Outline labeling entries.
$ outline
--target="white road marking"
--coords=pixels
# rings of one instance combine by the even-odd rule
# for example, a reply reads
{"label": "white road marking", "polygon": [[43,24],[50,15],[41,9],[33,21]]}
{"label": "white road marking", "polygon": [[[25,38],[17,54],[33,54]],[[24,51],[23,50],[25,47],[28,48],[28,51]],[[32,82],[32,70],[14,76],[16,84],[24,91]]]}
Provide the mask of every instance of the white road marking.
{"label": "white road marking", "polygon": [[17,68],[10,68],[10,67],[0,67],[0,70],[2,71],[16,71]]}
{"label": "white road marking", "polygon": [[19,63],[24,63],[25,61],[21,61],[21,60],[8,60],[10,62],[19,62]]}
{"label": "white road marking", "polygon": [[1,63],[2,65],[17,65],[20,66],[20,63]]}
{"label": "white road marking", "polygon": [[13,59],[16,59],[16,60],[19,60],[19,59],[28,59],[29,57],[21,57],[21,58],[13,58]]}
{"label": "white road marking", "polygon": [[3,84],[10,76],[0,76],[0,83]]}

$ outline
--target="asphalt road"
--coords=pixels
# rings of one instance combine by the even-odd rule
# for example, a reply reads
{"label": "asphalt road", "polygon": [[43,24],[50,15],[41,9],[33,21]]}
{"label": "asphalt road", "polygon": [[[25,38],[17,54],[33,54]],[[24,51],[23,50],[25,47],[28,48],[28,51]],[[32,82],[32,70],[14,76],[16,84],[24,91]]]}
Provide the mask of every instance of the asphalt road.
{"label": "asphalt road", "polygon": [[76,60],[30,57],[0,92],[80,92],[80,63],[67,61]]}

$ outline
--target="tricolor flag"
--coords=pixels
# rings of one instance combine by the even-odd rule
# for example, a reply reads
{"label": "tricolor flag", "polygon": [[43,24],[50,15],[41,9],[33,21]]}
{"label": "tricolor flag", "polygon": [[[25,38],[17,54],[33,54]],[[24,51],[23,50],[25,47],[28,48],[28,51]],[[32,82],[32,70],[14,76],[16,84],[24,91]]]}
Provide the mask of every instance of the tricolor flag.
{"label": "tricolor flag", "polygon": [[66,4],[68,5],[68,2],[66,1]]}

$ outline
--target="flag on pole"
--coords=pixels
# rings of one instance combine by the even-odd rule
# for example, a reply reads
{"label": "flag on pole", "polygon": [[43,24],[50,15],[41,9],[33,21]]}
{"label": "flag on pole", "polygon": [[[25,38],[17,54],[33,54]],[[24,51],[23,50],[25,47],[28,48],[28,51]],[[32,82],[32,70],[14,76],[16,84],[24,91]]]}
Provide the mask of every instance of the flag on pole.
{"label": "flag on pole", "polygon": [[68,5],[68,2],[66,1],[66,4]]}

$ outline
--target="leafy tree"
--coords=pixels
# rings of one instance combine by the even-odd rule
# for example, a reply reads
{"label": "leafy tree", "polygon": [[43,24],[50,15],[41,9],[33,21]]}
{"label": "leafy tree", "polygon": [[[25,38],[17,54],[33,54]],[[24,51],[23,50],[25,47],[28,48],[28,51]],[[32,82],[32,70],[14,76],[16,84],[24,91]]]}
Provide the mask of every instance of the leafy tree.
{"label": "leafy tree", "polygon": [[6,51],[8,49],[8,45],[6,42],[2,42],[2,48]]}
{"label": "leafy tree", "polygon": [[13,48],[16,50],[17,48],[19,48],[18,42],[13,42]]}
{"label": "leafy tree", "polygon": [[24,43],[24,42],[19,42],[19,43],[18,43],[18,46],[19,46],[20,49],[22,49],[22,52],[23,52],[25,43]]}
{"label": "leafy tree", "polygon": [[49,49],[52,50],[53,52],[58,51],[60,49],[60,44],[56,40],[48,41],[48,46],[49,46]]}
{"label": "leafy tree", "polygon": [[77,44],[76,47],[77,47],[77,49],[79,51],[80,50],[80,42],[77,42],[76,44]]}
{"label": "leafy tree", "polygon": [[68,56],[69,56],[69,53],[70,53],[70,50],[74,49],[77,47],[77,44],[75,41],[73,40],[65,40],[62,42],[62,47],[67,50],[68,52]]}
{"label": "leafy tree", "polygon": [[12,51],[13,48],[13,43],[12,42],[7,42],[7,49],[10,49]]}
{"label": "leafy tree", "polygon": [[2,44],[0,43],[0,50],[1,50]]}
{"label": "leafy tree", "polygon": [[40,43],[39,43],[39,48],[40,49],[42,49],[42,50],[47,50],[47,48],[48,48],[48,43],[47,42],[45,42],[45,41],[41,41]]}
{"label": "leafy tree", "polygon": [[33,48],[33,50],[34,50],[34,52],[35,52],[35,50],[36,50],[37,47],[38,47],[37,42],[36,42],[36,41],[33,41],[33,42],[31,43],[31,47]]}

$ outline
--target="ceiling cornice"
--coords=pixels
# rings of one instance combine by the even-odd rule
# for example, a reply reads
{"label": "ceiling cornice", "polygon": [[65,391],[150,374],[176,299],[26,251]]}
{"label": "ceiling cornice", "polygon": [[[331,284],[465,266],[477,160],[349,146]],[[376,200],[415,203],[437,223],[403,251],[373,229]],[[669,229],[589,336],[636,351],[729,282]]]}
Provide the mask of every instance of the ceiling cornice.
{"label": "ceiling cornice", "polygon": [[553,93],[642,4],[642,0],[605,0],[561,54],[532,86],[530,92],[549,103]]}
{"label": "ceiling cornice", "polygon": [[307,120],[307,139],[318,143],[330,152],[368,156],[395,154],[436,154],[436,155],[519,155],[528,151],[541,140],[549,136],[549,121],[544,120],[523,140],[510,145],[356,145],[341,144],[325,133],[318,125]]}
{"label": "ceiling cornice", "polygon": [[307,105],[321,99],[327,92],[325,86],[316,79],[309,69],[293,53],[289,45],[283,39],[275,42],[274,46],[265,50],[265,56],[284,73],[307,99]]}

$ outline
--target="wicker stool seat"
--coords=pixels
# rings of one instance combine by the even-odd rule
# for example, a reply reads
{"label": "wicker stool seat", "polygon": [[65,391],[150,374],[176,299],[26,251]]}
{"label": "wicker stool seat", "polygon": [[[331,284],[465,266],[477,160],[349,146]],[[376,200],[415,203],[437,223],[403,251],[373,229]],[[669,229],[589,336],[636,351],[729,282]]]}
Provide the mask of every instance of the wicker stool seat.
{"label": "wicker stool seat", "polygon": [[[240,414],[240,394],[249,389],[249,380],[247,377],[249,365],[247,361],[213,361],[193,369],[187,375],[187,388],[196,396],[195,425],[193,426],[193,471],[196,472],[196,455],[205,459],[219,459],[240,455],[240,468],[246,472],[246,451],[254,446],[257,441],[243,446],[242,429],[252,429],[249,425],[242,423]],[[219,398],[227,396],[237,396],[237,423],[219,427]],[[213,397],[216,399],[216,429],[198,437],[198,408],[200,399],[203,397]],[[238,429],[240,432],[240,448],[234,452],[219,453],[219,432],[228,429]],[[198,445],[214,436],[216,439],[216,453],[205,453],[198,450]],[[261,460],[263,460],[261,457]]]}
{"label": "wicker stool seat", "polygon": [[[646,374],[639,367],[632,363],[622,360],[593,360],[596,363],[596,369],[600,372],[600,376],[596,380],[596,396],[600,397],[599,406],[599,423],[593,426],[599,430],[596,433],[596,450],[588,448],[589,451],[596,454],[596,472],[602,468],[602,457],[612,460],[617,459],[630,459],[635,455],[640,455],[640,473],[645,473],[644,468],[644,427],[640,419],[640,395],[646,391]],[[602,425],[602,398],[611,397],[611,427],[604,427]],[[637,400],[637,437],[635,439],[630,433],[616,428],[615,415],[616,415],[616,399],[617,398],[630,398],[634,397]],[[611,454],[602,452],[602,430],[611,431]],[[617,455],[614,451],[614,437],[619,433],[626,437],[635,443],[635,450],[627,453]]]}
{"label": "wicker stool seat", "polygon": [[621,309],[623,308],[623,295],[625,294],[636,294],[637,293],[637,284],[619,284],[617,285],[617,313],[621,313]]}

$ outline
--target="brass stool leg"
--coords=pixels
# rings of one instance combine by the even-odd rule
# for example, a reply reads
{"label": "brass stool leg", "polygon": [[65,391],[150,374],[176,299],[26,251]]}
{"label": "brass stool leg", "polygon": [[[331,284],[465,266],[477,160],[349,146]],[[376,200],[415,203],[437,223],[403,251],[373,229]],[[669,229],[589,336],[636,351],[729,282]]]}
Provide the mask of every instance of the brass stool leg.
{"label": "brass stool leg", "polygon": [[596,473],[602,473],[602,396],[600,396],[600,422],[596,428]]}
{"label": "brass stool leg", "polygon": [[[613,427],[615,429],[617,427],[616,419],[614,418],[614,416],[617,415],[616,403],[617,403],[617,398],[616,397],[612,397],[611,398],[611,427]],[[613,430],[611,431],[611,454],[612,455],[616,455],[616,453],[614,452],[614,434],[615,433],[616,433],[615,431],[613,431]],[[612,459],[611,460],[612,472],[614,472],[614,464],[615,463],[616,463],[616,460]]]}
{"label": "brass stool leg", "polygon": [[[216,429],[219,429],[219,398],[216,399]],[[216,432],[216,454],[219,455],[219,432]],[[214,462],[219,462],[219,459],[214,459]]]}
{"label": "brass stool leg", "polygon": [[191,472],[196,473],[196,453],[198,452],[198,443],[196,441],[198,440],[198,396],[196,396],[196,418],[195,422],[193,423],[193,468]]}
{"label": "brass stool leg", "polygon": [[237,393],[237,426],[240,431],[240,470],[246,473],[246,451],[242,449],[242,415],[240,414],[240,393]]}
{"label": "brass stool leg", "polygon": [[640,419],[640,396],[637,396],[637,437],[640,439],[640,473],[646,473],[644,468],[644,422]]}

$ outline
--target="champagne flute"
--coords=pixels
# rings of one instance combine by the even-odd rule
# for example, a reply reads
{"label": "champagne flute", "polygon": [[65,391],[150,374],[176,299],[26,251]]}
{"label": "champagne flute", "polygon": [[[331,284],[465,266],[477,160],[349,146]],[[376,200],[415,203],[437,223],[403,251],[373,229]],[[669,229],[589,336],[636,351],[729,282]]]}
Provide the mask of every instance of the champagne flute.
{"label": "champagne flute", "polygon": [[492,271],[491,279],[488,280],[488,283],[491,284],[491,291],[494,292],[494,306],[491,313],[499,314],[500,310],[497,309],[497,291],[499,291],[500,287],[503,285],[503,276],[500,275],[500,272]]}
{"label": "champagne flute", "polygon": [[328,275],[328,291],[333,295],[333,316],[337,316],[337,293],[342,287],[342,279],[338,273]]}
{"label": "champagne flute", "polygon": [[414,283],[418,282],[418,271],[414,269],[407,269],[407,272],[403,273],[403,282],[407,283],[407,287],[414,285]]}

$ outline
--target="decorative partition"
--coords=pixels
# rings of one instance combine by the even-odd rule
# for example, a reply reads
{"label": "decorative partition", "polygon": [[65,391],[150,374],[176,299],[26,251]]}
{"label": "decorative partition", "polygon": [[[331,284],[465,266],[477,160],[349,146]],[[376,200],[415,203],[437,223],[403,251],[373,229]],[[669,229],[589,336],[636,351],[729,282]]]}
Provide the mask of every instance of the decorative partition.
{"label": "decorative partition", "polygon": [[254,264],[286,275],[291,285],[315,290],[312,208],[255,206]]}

EXERCISE AIM.
Tally the lines in the entries above that contain the string "Provide" and give only the number.

TASK RESULT.
10